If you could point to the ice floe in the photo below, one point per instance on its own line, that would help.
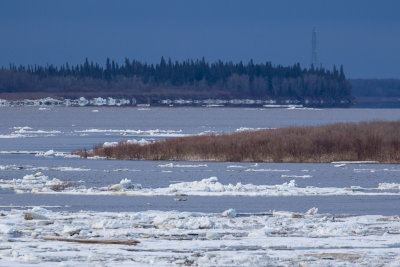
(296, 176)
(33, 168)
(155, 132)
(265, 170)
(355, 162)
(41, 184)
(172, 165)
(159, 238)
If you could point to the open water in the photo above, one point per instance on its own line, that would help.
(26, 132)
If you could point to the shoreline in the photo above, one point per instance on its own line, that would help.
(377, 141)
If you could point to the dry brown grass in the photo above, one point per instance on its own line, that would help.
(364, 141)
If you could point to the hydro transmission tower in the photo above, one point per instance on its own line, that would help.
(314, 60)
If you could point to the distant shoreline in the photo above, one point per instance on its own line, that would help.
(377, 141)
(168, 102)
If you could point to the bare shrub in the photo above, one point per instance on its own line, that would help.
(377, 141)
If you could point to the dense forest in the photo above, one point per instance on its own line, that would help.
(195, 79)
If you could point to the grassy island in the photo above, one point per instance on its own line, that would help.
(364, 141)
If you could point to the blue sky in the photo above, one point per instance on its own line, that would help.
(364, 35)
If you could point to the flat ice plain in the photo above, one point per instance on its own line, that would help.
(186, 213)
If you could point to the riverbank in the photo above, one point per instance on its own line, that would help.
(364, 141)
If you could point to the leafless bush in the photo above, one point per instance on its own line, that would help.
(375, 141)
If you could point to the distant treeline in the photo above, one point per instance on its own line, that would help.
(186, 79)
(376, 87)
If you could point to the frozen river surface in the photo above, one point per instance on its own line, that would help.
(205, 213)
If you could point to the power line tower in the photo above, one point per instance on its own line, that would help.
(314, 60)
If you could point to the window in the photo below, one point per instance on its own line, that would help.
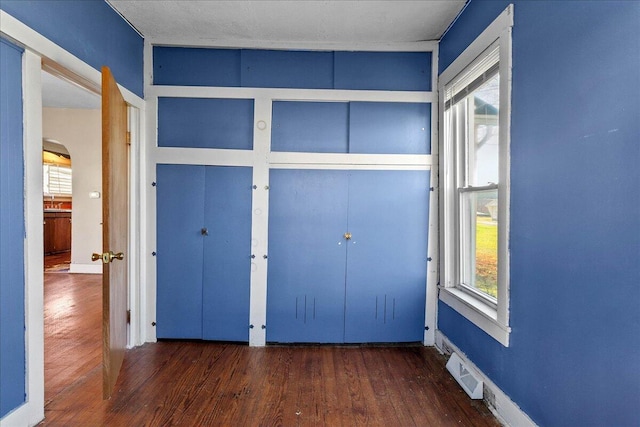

§ Your goal: Rewrite all the rows above, replacing "one point per instance" with "one point per object" and keeping everything else the same. Leave out the pictures.

§ Result:
If you could point to the ice floe in the photo below, one point per object on its own line, that would help.
(296, 176)
(33, 168)
(155, 132)
(265, 170)
(355, 162)
(41, 184)
(172, 165)
(159, 238)
If you could point to the open water in the photo above, one point per object on its own line, that would help.
(26, 132)
If you could point to the shoreline in the photo above, one point per object on its own line, that would help.
(377, 141)
If you could point to the dry brown grass in the photo above, one point per object on its own line, that would help.
(364, 141)
If you could point to the hydro transmission tower in the photo above, one point per object on its own line, that would help.
(314, 60)
If you could point to the distant shoreline in the photo above, one point per object on its own line, that would help.
(377, 141)
(168, 102)
If you could point to the bare shrub in the photo above, one point per object on its own line, that would help.
(377, 141)
If you could point to the dense forest in the photo above, one point per object on its own line, that would help.
(195, 79)
If you could point to the grassy island in the photo above, one point per object on its own line, that would help.
(364, 141)
If you could point to the blue sky in the photo above, one point per object on its own line, that would help.
(364, 35)
If you could point to the flat ice plain in the photo above, one point per object on its own line, that would help.
(186, 213)
If you could point to the riverbank in the photo above, one point per object on its own line, that would help.
(364, 141)
If you could point to the leafless bush in the photo above, one point per object on its own line, that would help.
(375, 141)
If you could point to the distant treeline in the photo above, one point per object on its own line, that would help.
(186, 79)
(376, 87)
If you could point to the frozen river surface in the photo above, one point per object on its own line, that would help.
(205, 213)
If you could point to the power line tower in the photo above, one point per object on its own line, that would help.
(314, 60)
If you could point to the window in the photo below, one point per object on its own line, that would help.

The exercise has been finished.